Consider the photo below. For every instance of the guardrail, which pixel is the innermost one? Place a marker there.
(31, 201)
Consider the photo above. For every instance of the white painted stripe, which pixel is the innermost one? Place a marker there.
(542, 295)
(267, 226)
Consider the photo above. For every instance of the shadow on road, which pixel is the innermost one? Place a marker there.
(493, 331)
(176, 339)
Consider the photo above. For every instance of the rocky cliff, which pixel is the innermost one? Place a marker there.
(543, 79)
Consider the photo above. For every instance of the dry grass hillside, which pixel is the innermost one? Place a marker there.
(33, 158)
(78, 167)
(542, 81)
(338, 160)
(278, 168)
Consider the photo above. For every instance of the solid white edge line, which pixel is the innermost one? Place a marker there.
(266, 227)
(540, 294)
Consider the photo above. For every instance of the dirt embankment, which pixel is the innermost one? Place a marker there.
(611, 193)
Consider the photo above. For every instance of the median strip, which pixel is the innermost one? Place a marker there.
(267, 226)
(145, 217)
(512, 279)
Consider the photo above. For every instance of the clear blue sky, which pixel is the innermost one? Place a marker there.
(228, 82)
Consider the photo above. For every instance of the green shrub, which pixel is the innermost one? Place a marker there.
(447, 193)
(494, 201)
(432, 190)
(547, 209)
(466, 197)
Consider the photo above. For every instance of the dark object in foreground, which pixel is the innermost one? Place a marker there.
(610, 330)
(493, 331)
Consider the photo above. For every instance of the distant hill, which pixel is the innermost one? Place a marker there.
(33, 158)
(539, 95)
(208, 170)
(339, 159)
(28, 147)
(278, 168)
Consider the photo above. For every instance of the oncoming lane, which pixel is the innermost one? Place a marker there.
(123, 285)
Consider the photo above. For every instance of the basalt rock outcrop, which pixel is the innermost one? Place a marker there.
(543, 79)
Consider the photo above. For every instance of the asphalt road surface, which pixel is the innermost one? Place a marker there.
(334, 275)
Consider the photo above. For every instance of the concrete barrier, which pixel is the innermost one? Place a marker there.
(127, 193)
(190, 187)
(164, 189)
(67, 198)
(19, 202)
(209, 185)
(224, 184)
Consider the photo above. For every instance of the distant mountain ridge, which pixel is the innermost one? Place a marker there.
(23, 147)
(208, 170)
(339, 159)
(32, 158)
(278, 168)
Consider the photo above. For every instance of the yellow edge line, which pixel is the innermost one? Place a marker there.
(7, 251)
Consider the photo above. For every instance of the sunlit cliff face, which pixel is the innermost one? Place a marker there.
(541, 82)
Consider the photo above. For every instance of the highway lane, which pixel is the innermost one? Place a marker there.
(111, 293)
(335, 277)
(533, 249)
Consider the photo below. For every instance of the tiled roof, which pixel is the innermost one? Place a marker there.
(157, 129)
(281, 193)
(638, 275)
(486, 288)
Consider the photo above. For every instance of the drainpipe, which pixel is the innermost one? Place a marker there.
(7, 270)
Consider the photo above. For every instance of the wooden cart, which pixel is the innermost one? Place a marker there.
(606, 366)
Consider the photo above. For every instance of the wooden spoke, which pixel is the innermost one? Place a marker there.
========================================================================
**WORK REQUEST:**
Copy the listing above. Match every line exactly.

**RESULT:**
Consider the photo below. For every instance of the guardrail, which pixel is the innermost one? Place a marker there.
(31, 201)
Consider the photo above. For every instance of the white painted stripe, which pixel is the innermost one? Place a marker there.
(542, 295)
(267, 226)
Consider the photo above. For every instance of the shadow on road, which pixel is the innermost one? Place a marker there.
(493, 331)
(176, 339)
Consider the photo above. For every instance of the rocky cliff, which pixel is the innermost one? Place a marker there.
(543, 79)
Consider the photo above. For every instance of the dry grass hillside, which pixel is the innermost one? Place a marker there.
(33, 158)
(78, 167)
(542, 81)
(338, 160)
(278, 168)
Consider the photo above. For every instance of the solid white edge line, which pixel is the innermost one? Place a marker there.
(266, 227)
(540, 294)
Consider the photo above. For every instance of the dirt embankment, which pixel is the innermost one? Place a marker there.
(611, 193)
Consider the photo above. For every instance of the median strip, which pixel is the innermost one? Place a marker there.
(267, 226)
(145, 217)
(512, 279)
Consider the photo above. For every instance of the clear blue sky, which pixel is the innermost one? Place a marker there.
(228, 82)
Consider the photo above. For every instance of the green shrub, which pixel is the innermost one? Place a marker there.
(447, 193)
(494, 201)
(432, 190)
(547, 209)
(466, 197)
Consider the photo above. For every instance of the dark object in foreground, which pixel is the innermost one? Place a marker there.
(610, 330)
(493, 331)
Consider the photo above. For every instance of the distant hill, which pixel is the innermost one? Place a marker there.
(33, 158)
(539, 95)
(208, 170)
(339, 159)
(28, 147)
(278, 168)
Consider the photo above. For every instance of the oncoming lane, which pixel is the innermost one? Place a marker there.
(123, 285)
Consider the photo above. For every instance of the basalt rock outcrop, which pixel is the innermost one? Place a marker there.
(543, 79)
Consider the photo above. For every instance of the asphalt road surface, which pixel is the innermost one? Place a marker there.
(334, 275)
Consider the photo above. For every instance of the concrete barrier, which pixel is the innermost one? Place a marker there.
(127, 193)
(190, 187)
(164, 189)
(67, 198)
(19, 202)
(209, 185)
(224, 184)
Consider the photo above. For every instance of the distant mountain ridge, which pixel is the innermost one? Place a marker there.
(23, 147)
(208, 170)
(339, 159)
(32, 158)
(278, 168)
Consider the photo above. For every instance of the yellow edge line, which pixel is the innermost one? Place a marker there.
(7, 251)
Consider the photo above. For every instance of the sunlit cliff face, which pixel is the innermost one? Place a marker there.
(541, 82)
Consider the photo above. For every instance of the highway lane, which pixel is the innermost one? Place a marker there.
(111, 293)
(335, 277)
(533, 249)
Consider the photo below. For every instance of the tiled roof, which pixel is the innermost one? Place a marker there.
(157, 129)
(281, 193)
(638, 275)
(486, 288)
Consider the photo above. For every instance of the drainpipe, which pixel is the innermost one? Place a marker there.
(7, 270)
Consider the photo above. For every instance of the wooden cart, which pixel is the innermost one? Place a marker there.
(606, 366)
Consider the photo above. For every instance of the wooden spoke, which pixel is the innermost one? Place a marker there.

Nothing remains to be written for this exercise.